• **Given instruction**
Every entry below must appear again, exactly as written.

┄┄┄┄┄┄┄┄┄┄

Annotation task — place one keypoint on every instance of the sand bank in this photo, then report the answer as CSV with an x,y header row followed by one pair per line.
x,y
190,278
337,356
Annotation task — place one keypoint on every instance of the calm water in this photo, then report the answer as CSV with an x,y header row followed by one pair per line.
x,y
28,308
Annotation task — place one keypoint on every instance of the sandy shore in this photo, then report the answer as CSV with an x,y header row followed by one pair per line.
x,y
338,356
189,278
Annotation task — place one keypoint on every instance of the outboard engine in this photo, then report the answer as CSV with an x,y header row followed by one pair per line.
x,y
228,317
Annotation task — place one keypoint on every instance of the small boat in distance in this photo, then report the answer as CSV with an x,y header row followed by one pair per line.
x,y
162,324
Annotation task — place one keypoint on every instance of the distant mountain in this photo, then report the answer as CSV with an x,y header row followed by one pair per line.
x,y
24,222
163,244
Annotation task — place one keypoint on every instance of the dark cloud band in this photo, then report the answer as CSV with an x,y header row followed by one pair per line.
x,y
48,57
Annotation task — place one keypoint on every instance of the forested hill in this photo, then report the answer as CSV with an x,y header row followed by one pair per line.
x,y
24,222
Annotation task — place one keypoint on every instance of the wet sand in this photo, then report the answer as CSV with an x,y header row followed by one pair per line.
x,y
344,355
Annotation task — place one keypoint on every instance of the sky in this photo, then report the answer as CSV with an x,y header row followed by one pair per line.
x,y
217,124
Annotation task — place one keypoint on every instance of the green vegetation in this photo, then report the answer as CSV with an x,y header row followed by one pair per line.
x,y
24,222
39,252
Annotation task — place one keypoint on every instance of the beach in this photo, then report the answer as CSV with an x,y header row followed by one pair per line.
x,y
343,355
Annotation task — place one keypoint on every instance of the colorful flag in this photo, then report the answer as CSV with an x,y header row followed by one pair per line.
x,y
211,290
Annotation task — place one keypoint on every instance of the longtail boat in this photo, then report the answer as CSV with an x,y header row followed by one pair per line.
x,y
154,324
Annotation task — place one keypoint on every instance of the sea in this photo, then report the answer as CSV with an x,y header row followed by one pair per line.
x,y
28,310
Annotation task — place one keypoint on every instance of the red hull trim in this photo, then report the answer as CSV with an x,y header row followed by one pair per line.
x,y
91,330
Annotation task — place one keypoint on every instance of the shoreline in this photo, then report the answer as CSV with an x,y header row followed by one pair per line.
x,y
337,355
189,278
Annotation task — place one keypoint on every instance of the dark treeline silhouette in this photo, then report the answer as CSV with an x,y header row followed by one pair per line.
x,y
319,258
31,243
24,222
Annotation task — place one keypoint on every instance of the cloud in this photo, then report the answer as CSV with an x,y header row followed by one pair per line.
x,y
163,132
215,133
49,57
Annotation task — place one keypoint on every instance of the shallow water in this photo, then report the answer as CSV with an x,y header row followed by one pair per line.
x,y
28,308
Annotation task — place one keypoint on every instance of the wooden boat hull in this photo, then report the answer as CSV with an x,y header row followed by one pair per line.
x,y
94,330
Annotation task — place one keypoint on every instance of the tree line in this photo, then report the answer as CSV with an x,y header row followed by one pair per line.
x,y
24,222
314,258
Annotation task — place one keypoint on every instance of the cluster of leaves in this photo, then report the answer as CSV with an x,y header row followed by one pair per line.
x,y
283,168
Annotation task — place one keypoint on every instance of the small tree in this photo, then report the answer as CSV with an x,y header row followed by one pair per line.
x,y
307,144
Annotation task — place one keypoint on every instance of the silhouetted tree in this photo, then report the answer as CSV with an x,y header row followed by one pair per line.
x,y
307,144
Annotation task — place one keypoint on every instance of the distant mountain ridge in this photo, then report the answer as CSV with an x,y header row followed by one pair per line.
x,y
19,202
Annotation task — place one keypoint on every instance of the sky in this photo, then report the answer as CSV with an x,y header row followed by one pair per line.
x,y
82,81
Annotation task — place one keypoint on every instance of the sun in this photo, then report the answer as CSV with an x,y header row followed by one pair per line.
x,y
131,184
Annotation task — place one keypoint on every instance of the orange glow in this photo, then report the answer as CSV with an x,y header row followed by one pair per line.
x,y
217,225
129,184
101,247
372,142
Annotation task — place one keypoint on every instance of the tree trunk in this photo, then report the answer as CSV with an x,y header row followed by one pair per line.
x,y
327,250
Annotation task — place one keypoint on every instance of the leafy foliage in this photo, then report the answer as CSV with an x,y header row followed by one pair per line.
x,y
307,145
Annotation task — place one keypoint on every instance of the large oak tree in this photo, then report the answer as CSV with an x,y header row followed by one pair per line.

┄┄┄┄┄┄┄┄┄┄

• **Task result**
Annotation task — place one keypoint on every instance of the sand bank in this photo, then report the answer as CSV with an x,y header row followed by one pair per line.
x,y
190,278
337,356
Annotation task — place one keypoint on every instance of the calm water in this photo, then report the answer as CSV with an x,y header row followed by one pair per line.
x,y
28,308
Annotation task — place one keypoint on every instance of the sandy shore in this photo, then report the answer as CSV with an x,y header row followed by one pair per line.
x,y
338,356
189,278
Annotation task — place one keypoint on every instance of the outboard engine in this photo, then report the answer as CSV with an x,y header row followed by one pair per line.
x,y
228,317
Annotation task — place one keypoint on every instance of the small boat in distance in this photo, then report the answer as CSV with an x,y header row followed by one pair per line.
x,y
162,324
Annotation task — place one keypoint on every instance of the distant mountain in this photo, then report the answer as CSV with an x,y header row followed by one pair per line.
x,y
24,222
163,244
Annotation task — place one keypoint on every instance of the dark cloud band in this photo, then report the answer as CSV with an x,y header row followed by one pair per line.
x,y
48,57
Annotation task — place one keypoint on every instance of the forested hill in this photo, then report the answer as CSV with an x,y header row followed by one pair per line.
x,y
24,222
Annotation task — place one keypoint on every instance of the wet sand in this photo, then report the answer as CSV with an x,y header row followed by one pair per line.
x,y
344,355
Annotation task — place one keypoint on every instance of the sky in this photo, then report the answer as CSV with an x,y header row followed by one pair per line.
x,y
217,124
Annotation task — place one keypoint on every instance of the green vegetation in this photo, then report the answer as CSV with an x,y header row followed by one pair per line.
x,y
24,222
39,252
Annotation task — place one keypoint on every instance of the beach in this photo, then report the answer as CSV with an x,y header row followed by one pair per line.
x,y
343,355
Annotation task — place one keypoint on every instance of the colorful flag in this photo, then report the answer as CSV with an x,y header row followed by one pair per line.
x,y
211,290
Annotation task — place one keypoint on every instance of the longtail boat in this photo, then report the answer as CSV with an x,y header row followed by one pair per line.
x,y
154,324
Annotation task — place one keypoint on every instance of the sea in this photo, then report the answer as CSV with an x,y header row followed by one pair per line.
x,y
28,310
Annotation task — place one keypoint on every instance of the red hull trim in this photo, then report the answer as CSV with an x,y header row followed by one pair per line.
x,y
91,330
Annotation task — place one keypoint on every instance of the shoreline in this photo, then report the answer as CSV with an x,y header row followed by one pair per line.
x,y
337,355
189,278
Annotation task — place one keypoint on every instance of the dark treeline silhouette in this photo, then report the answer as CSV with an x,y header row followed by one pair per line.
x,y
319,258
31,243
24,222
Annotation task — place one keypoint on every instance of the cloud in this photo, then report the answer as CSV with an x,y header row followed by one pair per line.
x,y
163,132
215,133
49,57
Annotation task — place one keypoint on every instance of the shallow water in this photo, then report the answer as CSV with an x,y header row followed by one pair per line.
x,y
28,308
Annotation task — place one keypoint on every instance of the wooden boat hull in this photo, then report the answer as CSV with an x,y header row followed by one pair per line.
x,y
94,330
Annotation task — place one keypoint on every instance of the tree line in this photo, then report the answer as CSV with an x,y header row followed by one pair per line.
x,y
24,222
314,258
Annotation task — place one keypoint on every instance of the cluster of leaves in this photo, then report the answer as CSV with an x,y header row followed by one pair per line.
x,y
283,168
Annotation task — place one keypoint on every instance of the small tree in this photo, then report the answer as CSV with an x,y header row followed by one pair per line.
x,y
307,144
Annotation task — place one keypoint on every instance of the silhouetted tree in this photo, then report the answer as CSV with an x,y header row followed by one pair per line.
x,y
307,144
Annotation task — place one keypoint on every instance of the distant mountain ridge in this photo, then report the answer as CSV with an x,y header row followed by one pair per line.
x,y
19,202
Annotation task — place one keypoint on every instance of the sky in this photo, then report the answer as CSV with an x,y header row followed by one pair per line.
x,y
82,81
Annotation task — place one keypoint on every instance of the sun in this photo, then report the answer as CSV with an x,y header row followed by one pair per line.
x,y
131,184
Annotation task — place one keypoint on every instance of the orange glow in this photo, then report the answer as CSV with an x,y header row followed by one pair per line.
x,y
217,225
129,184
101,247
372,142
Annotation task — place one keypoint on every instance of the tree trunk in this photo, then report the answer as CSV with an x,y header row followed by one pair per line.
x,y
327,250
Annotation task — place one keypoint on every instance of the leafy foliage in this photo, then report the answer as CSV with an x,y header row followed by one pair per line.
x,y
307,145
Annotation task — place one keypoint on every instance of the large oak tree in this photo, then report the answer as CSV with an x,y header row followed by one pair per line.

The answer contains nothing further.